▸ **TUJUAN A**: Salin kembali semua entri di bawah dengan mengganti "Practice test" menjadi "Mock test", tanpa mengubah bagian lainnya. Gambar tidak perlu dimasukkan ke dalam jawaban.

▸ **KUTIPAN UNTUK DIBACA**:
════════════════
H. Muammar Z.A : Rahasia Sang Qari Internasional & Quran Membawanya Keliling Dunia

April 19, 2017

Suaranya yang merdu dalam melantunkan Al-Quran, mengantarkannya ke berbagai pelosok bumi. Mulai dari lereng gunung, lembah, ngarai, sampai ke beberapa kota besar dunia, bahkan ke dalam Ka’bah. Lantunan suaranya mengalun, mulai dari bawah tenda-tenda sederhana, lapangan terbuka, sampai istana raja.

Malam baru saja beranjak, ketika sesosok pria yang masih terlihat muda menaiki panggung dan duduk di kursi yang disediakan. Usai salam dengan suara rendah cenderung serak, pria berperawakan ramping itu mulai membaca ta’awudz dan basmalah. Dengan mata setengah terpejam, perlahan, ia mulai mengalunkan ayat-ayat suci Al-Quran dengan irama bayati, lagu pembuka qiraah yang bernada rendah.

Perlahan tapi pasti suara itu meningkat, terkadang melengking tinggi, melantun panjang. Di depannya, ratusan orang bagaikan tersihir, terkesima mendengarkan lantunan suaranya yang naik-turun mengirama, bagaikan gelombang ombak yang susul-menyusul menghampiri pantai. Tak jarang, setiap kali alunan suaranya berhenti untuk mengambil napas, puluhan kepala, seperti tersadar dari hipnotis, segera menggeleng takjub.

Profil dan rahasia Qari Internasional H. Muammar ZA


Ia memang “legenda”. Meski Musabaqah Tilawatil Quran secara rutin digelar di berbagi tingkatan, belum ada satu pun yang menyamainya. Hampir semua umat Islam Indonesia, terutama di pedesaan, jika ditanya siapakah qari yang paling dikenal di Indonesia, jawabnya pasti Ustadz H. Muammar Z.A.

Suaranya yang merdu serta keindahan iramanya dalam melantunkan Al-Quran begitu termasyhur. Lantunan suaranya yang khas mengalun, mulai dari bawah tenda-tenda sederhana, lapangan terbuka, sampai istana raja. Ia penah mengaji di Istana Raja Hasanah Bolkiah, Istana Yang Dipertuan Agong Malaysia, sampai istana raja-raja di Jazirah Arab.
════════════════
▸ **DATA YANG DIBERIKAN**:
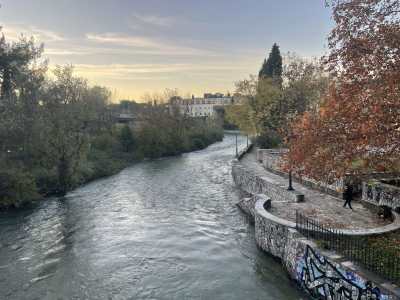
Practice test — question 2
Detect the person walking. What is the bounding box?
[343,185,353,209]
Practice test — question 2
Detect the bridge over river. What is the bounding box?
════════════════
▸ **TUJUAN B**: Teruskan kutipan tentang qari H. Muammar Z.A. di atas, mulai dari kalimat terakhirnya.

▸ **JAWABAN TUGAS A**:
Mock test — question 2
Detect the person walking. What is the bounding box?
[343,185,353,209]
Mock test — question 2
Detect the bridge over river. What is the bounding box?

▸ **JAWABAN TUGAS B**:
Awal Juli, Alkisah mengunjungi pria kelahiran Pemalang ini di kediamannya di depan Masjid Al-Ittihad, di bilangan Kebon Jeruk, Jakarta Barat. Ayah satu putri dan empat putra ini bertutur renyah, diselingi tawa segar.

Naik Tandu
“Saya ini anak kampung yang beruntung bisa keliling dunia, bisa mengaji saat jemaah haji wukuf di Padang Arafah dan saat bermalam di Mina. Bahkan, pada tahun 1981, saya diberi kesempatan masuk ke dalam Ka’bah,” tuturnya haru. “Wah, nggak kebayang sebelumnya. Di dalam Ka’bah saya cuma bisa tertunduk, menangis. Saya nggak berani mengangkat wajah dan memandang langit-langit,” lanjutnya.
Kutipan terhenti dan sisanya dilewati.